[Recorded data]
——————————

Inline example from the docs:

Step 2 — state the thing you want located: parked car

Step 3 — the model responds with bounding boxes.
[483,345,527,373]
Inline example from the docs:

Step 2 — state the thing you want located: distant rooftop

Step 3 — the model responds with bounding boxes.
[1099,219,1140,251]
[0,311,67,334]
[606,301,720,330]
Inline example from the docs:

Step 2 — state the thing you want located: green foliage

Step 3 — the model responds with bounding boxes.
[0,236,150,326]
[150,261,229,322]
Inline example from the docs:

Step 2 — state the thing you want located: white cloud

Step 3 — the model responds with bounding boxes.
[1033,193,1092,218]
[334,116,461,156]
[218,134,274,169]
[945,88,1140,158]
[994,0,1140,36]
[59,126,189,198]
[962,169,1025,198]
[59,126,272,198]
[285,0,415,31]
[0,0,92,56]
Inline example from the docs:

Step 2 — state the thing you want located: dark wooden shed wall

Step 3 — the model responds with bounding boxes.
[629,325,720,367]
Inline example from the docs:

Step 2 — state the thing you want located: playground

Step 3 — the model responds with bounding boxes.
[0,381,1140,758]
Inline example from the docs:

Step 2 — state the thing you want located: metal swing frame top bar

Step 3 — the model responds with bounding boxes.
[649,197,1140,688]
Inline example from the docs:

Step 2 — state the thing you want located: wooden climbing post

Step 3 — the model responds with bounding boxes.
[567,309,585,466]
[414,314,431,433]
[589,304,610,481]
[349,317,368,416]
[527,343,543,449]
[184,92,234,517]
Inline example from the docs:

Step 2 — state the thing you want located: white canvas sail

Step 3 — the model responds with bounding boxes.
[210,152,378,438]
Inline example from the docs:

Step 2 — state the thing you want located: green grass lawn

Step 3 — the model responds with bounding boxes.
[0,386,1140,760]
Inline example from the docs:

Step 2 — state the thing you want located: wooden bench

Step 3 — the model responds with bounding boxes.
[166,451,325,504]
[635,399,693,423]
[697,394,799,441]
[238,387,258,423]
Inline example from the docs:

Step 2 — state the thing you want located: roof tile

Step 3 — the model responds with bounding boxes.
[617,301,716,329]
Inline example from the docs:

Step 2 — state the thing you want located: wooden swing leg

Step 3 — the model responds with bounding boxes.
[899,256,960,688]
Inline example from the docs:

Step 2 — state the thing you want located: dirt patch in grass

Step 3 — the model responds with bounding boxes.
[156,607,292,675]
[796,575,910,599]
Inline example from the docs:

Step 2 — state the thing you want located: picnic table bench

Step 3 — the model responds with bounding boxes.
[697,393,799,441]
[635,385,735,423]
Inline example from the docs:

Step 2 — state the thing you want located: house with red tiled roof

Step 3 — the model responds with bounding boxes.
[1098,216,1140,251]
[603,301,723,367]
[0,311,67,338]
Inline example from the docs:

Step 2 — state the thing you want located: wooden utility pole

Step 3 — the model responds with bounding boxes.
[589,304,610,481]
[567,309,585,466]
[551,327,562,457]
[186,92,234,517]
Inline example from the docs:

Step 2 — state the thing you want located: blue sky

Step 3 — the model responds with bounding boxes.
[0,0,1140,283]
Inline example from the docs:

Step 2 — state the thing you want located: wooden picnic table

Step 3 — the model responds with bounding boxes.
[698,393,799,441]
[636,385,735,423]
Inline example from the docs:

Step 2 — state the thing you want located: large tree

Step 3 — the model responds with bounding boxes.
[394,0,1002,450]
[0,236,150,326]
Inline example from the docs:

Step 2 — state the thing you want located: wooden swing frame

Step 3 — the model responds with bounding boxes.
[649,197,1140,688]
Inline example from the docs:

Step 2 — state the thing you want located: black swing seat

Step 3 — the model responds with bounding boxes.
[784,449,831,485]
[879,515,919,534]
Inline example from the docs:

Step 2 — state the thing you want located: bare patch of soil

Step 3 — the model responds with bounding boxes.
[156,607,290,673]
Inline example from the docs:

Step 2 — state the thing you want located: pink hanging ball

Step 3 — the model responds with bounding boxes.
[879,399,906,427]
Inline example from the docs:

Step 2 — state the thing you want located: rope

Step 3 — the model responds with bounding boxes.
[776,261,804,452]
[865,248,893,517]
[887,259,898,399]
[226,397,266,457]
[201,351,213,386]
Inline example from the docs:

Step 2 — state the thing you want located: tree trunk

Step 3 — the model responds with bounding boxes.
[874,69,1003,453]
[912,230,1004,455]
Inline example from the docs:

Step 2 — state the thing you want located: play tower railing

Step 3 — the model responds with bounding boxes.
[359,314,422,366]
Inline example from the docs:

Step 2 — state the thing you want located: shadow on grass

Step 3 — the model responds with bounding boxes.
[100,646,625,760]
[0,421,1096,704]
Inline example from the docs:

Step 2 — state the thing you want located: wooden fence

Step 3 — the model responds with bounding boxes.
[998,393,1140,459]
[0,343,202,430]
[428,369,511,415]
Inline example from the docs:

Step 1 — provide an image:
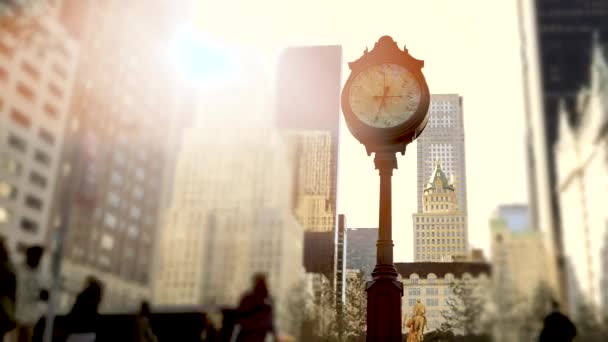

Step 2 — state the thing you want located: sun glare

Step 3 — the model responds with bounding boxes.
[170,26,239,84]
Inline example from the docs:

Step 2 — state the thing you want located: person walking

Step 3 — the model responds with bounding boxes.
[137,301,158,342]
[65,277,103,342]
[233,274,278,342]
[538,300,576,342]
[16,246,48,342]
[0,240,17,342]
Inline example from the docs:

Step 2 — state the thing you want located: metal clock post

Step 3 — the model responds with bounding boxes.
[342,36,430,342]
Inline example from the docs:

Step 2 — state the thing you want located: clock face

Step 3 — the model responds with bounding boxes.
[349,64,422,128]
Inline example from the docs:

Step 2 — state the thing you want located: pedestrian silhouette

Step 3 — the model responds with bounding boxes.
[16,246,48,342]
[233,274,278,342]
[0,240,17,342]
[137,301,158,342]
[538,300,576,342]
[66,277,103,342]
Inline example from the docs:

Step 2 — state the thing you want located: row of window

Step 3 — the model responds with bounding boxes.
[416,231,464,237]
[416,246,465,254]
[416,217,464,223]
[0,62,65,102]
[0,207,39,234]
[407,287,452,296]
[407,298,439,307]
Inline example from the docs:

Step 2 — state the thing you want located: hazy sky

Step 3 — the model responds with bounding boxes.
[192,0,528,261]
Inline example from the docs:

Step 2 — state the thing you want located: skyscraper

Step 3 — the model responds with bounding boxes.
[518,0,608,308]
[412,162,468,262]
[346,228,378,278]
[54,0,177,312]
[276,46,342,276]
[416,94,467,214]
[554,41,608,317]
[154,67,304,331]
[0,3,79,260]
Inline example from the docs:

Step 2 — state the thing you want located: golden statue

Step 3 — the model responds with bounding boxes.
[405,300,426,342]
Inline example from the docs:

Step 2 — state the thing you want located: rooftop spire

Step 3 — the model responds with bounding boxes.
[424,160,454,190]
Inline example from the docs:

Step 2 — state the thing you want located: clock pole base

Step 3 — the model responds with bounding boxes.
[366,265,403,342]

——————————

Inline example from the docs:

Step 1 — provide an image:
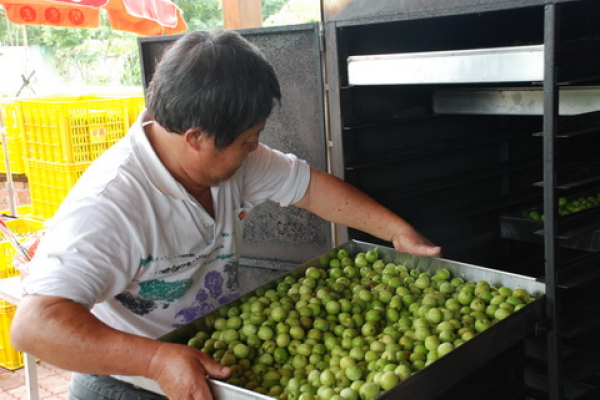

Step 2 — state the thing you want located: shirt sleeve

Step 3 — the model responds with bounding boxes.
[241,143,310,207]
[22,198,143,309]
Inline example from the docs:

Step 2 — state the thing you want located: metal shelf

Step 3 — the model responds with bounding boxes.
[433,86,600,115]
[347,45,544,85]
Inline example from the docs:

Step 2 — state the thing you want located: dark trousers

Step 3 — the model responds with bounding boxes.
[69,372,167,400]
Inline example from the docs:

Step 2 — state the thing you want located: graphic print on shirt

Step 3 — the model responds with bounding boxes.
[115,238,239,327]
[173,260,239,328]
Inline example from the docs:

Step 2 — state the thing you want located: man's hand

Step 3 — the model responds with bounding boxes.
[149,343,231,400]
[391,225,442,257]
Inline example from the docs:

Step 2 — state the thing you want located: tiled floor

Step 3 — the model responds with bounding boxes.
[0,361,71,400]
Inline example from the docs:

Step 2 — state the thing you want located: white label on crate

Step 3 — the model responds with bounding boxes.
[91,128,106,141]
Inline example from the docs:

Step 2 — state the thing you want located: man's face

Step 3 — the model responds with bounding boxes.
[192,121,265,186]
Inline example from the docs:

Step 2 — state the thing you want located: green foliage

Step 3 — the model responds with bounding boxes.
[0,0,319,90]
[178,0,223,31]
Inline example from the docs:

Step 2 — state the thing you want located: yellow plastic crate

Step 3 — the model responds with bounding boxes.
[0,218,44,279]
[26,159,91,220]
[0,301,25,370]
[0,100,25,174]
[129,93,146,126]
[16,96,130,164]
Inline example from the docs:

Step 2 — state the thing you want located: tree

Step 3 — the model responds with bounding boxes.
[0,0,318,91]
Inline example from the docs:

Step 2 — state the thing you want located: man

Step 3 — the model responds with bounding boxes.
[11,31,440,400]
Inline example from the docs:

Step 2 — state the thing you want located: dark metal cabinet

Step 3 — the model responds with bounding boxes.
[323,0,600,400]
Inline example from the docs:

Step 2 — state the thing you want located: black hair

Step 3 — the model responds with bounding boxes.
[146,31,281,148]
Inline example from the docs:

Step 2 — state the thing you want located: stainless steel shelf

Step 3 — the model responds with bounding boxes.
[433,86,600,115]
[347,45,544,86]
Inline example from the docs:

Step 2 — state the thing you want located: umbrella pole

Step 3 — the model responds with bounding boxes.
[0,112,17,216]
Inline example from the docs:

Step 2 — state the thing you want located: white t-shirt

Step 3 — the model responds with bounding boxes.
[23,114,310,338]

——————————

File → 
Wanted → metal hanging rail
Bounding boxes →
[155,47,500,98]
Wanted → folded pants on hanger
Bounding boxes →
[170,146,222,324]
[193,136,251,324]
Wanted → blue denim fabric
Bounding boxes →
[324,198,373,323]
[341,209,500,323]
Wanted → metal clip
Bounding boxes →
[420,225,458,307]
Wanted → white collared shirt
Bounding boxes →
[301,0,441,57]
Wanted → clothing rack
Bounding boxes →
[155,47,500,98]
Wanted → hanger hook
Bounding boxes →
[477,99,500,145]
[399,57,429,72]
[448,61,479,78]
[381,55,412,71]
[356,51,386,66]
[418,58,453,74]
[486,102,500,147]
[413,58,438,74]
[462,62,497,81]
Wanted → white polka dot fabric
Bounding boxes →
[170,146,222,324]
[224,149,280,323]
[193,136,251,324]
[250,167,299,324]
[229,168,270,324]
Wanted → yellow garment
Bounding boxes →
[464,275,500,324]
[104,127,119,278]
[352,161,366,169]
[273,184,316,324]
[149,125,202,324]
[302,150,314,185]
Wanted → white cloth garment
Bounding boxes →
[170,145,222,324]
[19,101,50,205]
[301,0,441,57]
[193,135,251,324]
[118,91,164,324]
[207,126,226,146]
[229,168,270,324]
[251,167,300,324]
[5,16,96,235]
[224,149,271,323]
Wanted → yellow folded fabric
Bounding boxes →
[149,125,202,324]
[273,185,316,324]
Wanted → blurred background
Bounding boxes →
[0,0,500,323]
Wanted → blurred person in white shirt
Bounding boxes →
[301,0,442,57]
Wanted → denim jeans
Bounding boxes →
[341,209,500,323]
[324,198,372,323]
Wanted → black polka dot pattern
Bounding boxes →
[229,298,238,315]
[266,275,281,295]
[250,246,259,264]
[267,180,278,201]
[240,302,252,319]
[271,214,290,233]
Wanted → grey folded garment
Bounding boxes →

——————————

Return every line in the rows above that contains the word "frame".

Step 2 — state the thing you want located: metal swing frame top bar
Step 2 — state the thing you want located: wooden swing frame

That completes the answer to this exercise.